Problem to solve —
Every line from the one with "Warehouse picking: mark the white door in" through the end of the records below should be restated word for word, and nothing outside that span.

BEGIN Material shown

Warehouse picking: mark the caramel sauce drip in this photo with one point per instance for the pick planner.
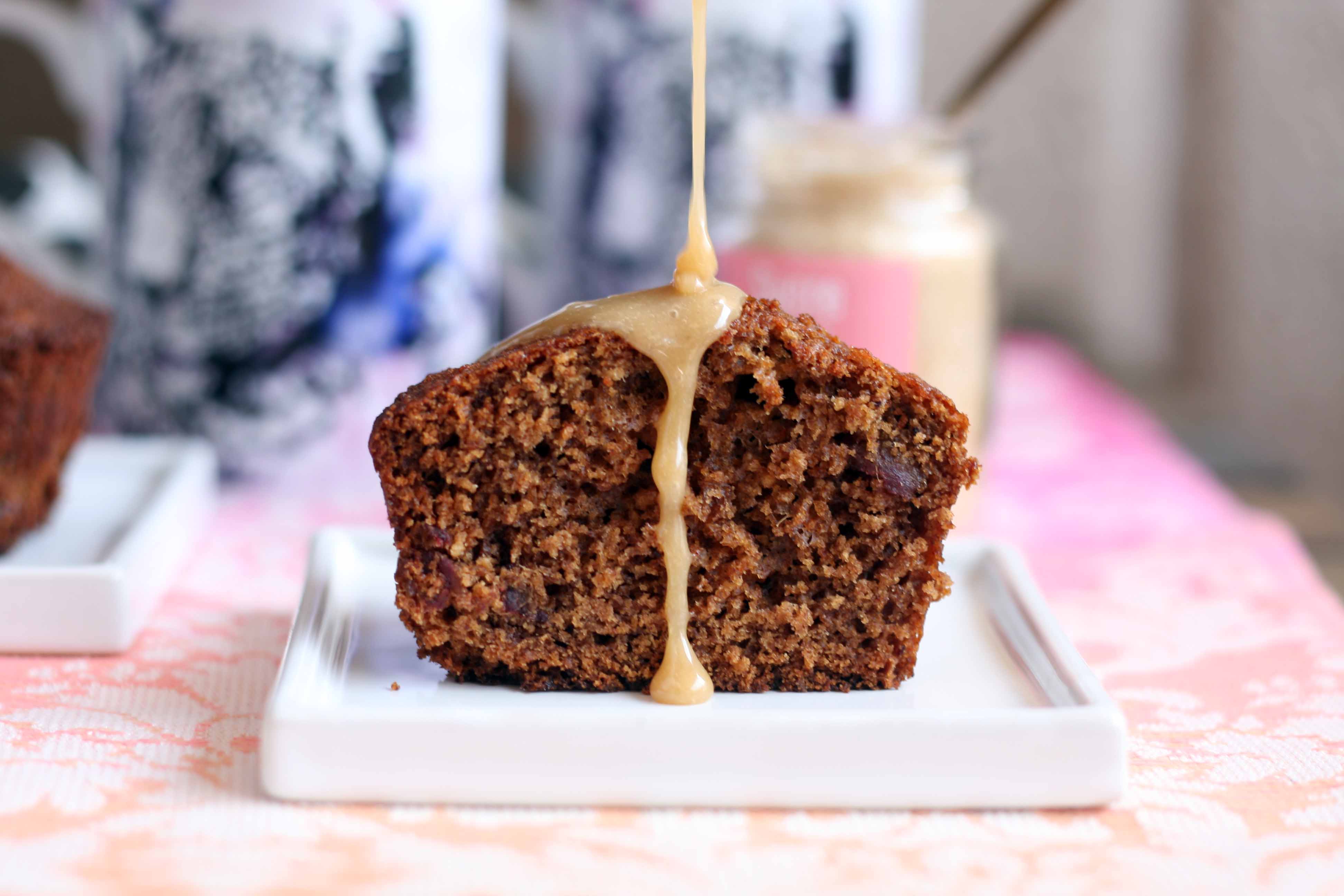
(672, 326)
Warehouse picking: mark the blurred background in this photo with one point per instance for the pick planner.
(1166, 179)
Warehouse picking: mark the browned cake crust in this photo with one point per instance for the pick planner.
(525, 512)
(50, 351)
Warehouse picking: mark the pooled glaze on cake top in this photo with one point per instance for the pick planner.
(672, 326)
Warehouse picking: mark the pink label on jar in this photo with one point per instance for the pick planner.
(867, 303)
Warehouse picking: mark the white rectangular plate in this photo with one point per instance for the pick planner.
(128, 514)
(1002, 712)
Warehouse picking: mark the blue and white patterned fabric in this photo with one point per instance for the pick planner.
(273, 220)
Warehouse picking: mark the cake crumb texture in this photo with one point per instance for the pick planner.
(50, 353)
(522, 497)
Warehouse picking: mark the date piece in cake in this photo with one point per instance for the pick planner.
(50, 353)
(822, 484)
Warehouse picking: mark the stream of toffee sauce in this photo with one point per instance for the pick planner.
(672, 326)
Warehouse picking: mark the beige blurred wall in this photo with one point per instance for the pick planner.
(1234, 109)
(29, 101)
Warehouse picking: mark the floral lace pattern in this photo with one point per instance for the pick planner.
(1207, 624)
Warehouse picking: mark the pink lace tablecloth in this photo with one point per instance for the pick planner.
(1206, 621)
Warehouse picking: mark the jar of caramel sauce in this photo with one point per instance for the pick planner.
(874, 233)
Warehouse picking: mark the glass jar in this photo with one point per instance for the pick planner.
(873, 232)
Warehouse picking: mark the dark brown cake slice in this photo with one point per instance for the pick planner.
(525, 512)
(50, 353)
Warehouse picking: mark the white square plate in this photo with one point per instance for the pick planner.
(128, 514)
(1002, 712)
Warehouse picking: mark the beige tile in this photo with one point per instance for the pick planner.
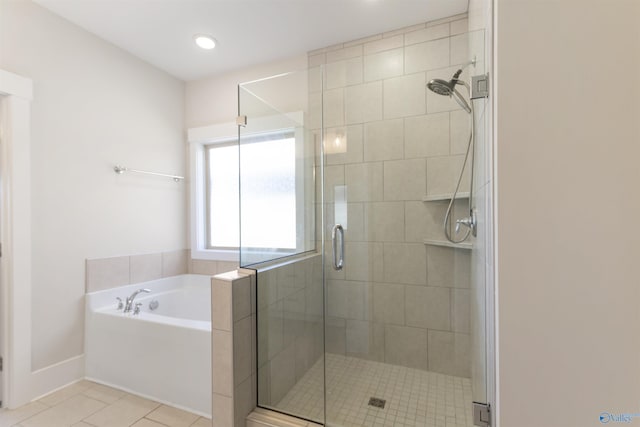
(426, 135)
(388, 43)
(405, 263)
(430, 55)
(459, 49)
(333, 111)
(227, 266)
(335, 335)
(172, 417)
(202, 422)
(9, 417)
(66, 413)
(363, 261)
(388, 303)
(384, 140)
(282, 373)
(241, 297)
(243, 401)
(428, 307)
(384, 65)
(449, 353)
(365, 339)
(347, 299)
(427, 34)
(123, 412)
(404, 30)
(242, 350)
(343, 73)
(174, 263)
(344, 53)
(147, 423)
(201, 266)
(384, 221)
(221, 362)
(448, 267)
(333, 176)
(443, 174)
(222, 410)
(106, 273)
(363, 40)
(406, 346)
(363, 103)
(143, 268)
(405, 96)
(267, 288)
(354, 140)
(461, 310)
(315, 60)
(460, 26)
(221, 304)
(364, 182)
(405, 179)
(65, 393)
(460, 131)
(423, 220)
(103, 393)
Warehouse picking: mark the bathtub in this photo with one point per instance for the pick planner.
(162, 354)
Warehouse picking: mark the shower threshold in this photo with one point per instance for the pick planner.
(413, 397)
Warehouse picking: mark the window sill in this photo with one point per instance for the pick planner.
(215, 255)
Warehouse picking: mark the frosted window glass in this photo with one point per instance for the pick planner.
(268, 195)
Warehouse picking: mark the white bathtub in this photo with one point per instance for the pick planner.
(164, 354)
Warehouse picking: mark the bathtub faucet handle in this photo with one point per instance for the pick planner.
(129, 305)
(136, 310)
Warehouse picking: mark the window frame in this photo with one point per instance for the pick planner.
(199, 139)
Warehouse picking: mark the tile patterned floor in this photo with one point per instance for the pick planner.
(413, 397)
(87, 404)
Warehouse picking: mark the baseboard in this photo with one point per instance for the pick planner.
(54, 377)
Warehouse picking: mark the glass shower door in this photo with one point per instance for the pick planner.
(279, 215)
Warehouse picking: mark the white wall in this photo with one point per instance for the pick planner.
(568, 145)
(94, 106)
(214, 99)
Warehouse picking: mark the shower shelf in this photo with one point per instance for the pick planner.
(438, 197)
(430, 242)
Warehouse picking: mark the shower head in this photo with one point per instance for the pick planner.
(448, 88)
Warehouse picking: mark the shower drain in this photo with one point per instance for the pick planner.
(377, 402)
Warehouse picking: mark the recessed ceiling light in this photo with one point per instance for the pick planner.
(205, 41)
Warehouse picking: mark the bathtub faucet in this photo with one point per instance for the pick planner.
(129, 305)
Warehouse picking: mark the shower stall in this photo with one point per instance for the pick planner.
(367, 313)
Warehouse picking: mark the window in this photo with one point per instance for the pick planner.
(269, 188)
(277, 181)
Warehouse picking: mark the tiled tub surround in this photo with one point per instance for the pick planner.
(233, 361)
(106, 273)
(163, 354)
(397, 300)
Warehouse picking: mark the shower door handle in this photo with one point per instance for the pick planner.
(338, 262)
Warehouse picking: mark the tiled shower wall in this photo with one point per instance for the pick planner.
(397, 300)
(290, 335)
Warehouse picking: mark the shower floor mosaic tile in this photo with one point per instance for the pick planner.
(413, 397)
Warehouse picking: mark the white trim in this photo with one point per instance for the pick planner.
(15, 229)
(221, 133)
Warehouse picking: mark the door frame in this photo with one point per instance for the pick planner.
(16, 93)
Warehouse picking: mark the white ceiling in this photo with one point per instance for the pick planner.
(248, 31)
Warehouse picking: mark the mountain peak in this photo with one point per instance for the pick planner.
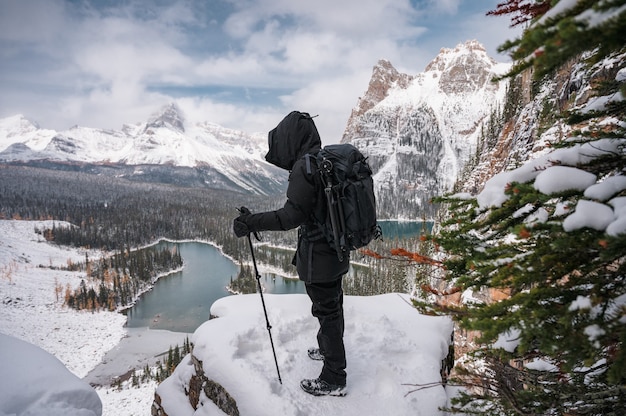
(170, 116)
(384, 77)
(463, 69)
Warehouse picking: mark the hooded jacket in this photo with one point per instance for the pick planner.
(293, 138)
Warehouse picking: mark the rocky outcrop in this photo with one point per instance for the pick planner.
(199, 383)
(420, 131)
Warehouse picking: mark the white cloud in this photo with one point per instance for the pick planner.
(80, 63)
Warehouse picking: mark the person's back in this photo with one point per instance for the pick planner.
(316, 261)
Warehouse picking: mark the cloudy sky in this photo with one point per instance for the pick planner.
(243, 64)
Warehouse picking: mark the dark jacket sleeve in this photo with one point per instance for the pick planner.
(301, 197)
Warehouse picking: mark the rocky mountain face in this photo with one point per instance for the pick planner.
(420, 130)
(163, 149)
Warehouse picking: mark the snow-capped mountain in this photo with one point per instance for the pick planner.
(205, 154)
(420, 130)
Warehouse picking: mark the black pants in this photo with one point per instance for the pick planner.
(327, 299)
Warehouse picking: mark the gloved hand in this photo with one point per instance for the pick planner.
(240, 227)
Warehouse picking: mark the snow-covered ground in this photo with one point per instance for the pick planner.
(31, 309)
(389, 345)
(390, 348)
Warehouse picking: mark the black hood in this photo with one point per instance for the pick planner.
(295, 136)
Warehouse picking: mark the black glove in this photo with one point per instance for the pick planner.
(240, 227)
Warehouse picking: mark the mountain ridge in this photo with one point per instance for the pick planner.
(420, 130)
(206, 153)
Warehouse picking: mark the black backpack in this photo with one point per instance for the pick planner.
(346, 176)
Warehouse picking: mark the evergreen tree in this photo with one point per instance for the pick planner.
(554, 340)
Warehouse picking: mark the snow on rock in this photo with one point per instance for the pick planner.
(389, 348)
(39, 384)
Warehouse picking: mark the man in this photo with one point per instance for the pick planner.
(317, 263)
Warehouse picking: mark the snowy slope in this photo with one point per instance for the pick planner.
(389, 348)
(40, 384)
(419, 131)
(31, 308)
(389, 343)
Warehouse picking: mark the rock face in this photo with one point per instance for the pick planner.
(198, 384)
(420, 131)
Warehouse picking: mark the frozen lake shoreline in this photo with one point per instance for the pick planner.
(140, 346)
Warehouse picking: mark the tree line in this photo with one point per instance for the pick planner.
(115, 214)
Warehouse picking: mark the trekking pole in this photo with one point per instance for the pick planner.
(267, 321)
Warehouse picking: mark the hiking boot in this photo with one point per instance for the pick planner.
(318, 387)
(315, 354)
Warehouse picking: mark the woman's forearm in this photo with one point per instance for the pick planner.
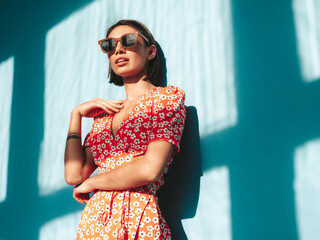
(137, 173)
(134, 174)
(74, 156)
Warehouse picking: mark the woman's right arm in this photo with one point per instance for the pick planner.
(79, 164)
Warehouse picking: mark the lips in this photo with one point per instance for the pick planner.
(121, 60)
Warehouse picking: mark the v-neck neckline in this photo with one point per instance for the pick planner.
(128, 115)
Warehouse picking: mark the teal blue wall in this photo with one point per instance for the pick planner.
(243, 67)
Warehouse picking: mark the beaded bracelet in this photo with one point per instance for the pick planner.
(73, 135)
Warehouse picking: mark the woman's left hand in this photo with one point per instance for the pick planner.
(81, 192)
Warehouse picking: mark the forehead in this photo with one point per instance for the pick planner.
(120, 30)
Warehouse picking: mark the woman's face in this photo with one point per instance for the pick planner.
(128, 62)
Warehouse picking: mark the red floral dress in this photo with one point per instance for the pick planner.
(134, 213)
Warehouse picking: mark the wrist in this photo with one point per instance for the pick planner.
(75, 113)
(88, 184)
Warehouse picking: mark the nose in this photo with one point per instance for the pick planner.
(119, 48)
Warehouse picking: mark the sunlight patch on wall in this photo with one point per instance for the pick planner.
(200, 58)
(6, 83)
(307, 189)
(213, 217)
(62, 228)
(307, 21)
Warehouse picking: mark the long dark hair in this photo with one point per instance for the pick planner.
(156, 70)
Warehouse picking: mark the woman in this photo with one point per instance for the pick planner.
(132, 142)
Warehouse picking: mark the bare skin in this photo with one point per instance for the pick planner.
(79, 164)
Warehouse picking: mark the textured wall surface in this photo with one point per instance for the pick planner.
(250, 70)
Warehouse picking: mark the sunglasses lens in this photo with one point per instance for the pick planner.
(108, 45)
(129, 40)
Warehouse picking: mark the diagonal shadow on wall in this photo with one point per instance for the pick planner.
(277, 111)
(25, 25)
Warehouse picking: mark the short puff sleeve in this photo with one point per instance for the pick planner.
(168, 116)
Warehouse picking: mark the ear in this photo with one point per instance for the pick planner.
(152, 52)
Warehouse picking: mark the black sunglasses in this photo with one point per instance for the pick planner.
(128, 40)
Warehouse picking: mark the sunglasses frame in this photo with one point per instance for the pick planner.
(120, 38)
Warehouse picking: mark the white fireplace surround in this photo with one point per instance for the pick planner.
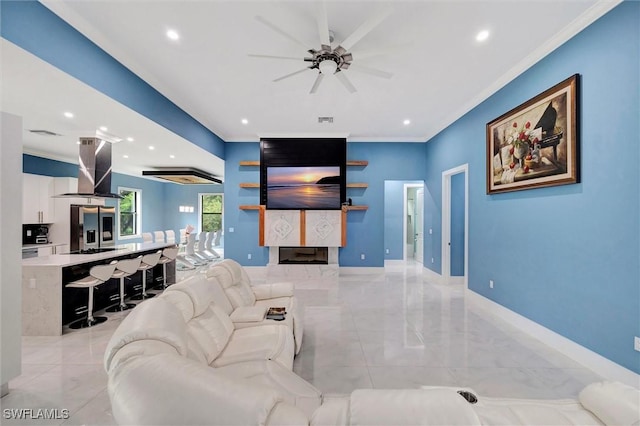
(322, 228)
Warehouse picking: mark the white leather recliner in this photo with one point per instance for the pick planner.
(213, 338)
(237, 286)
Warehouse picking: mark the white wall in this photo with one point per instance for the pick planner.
(10, 247)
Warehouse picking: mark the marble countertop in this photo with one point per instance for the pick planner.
(62, 260)
(32, 246)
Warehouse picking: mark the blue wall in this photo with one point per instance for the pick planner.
(185, 195)
(365, 229)
(36, 29)
(567, 257)
(244, 238)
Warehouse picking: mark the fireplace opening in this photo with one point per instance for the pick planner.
(303, 256)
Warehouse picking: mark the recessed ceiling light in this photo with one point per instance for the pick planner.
(482, 35)
(173, 34)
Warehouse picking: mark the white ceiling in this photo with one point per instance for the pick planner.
(439, 70)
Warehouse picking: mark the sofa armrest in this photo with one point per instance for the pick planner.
(243, 314)
(271, 291)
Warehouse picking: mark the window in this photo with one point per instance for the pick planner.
(129, 212)
(210, 212)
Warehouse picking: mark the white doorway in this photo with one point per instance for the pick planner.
(452, 221)
(413, 246)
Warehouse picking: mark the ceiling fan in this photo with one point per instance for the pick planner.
(328, 60)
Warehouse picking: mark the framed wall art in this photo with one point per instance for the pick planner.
(535, 144)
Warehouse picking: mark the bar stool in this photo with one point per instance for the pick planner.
(97, 275)
(124, 268)
(168, 255)
(148, 262)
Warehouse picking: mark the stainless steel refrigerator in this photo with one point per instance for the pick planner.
(92, 227)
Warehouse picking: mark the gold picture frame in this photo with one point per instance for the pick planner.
(535, 144)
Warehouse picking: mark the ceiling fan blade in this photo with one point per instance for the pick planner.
(290, 75)
(254, 55)
(345, 82)
(280, 31)
(323, 24)
(386, 50)
(372, 71)
(366, 27)
(316, 83)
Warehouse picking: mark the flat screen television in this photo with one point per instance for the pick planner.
(304, 188)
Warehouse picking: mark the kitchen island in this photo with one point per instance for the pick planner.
(47, 304)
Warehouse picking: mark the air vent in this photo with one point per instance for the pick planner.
(44, 132)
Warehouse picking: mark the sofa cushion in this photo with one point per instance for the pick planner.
(614, 403)
(248, 315)
(268, 342)
(172, 390)
(410, 407)
(155, 320)
(240, 293)
(180, 300)
(294, 389)
(209, 334)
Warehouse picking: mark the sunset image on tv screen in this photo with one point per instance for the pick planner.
(303, 187)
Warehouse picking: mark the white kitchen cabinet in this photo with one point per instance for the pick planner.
(37, 204)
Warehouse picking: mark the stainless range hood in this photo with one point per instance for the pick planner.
(94, 171)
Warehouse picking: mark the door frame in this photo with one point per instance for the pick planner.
(405, 211)
(446, 223)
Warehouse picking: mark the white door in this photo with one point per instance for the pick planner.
(446, 223)
(419, 242)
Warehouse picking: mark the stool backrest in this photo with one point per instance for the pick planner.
(129, 266)
(208, 244)
(102, 272)
(170, 252)
(159, 236)
(152, 259)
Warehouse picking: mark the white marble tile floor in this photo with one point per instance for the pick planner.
(390, 330)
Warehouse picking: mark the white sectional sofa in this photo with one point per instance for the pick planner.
(179, 359)
(244, 297)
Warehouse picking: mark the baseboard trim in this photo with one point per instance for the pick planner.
(597, 363)
(361, 270)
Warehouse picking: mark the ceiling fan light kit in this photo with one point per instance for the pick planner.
(326, 60)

END Material shown

Answer to this exercise —
Warehouse picking: mark the white door in this photo with one point per instance for the pick planner.
(446, 223)
(419, 242)
Warehouse picking: mark the stool backrest in this photo with one point per instance for the pick planner.
(129, 266)
(208, 244)
(102, 272)
(170, 252)
(159, 236)
(152, 259)
Warehouse picking: mark the white marble tile floor in this photo with one point per instance for the pick planner.
(390, 330)
Warehouse picking: mark the white sectional sofa in this photo with one point per instance for the pick planner.
(179, 359)
(244, 297)
Warehouse picking: mark the baseboard trim in this photo with one point per instance for the pick planner.
(597, 363)
(361, 270)
Warehouse picking: mark the ceiling fan light kit in this photo with one point per instance for the pick planner.
(326, 60)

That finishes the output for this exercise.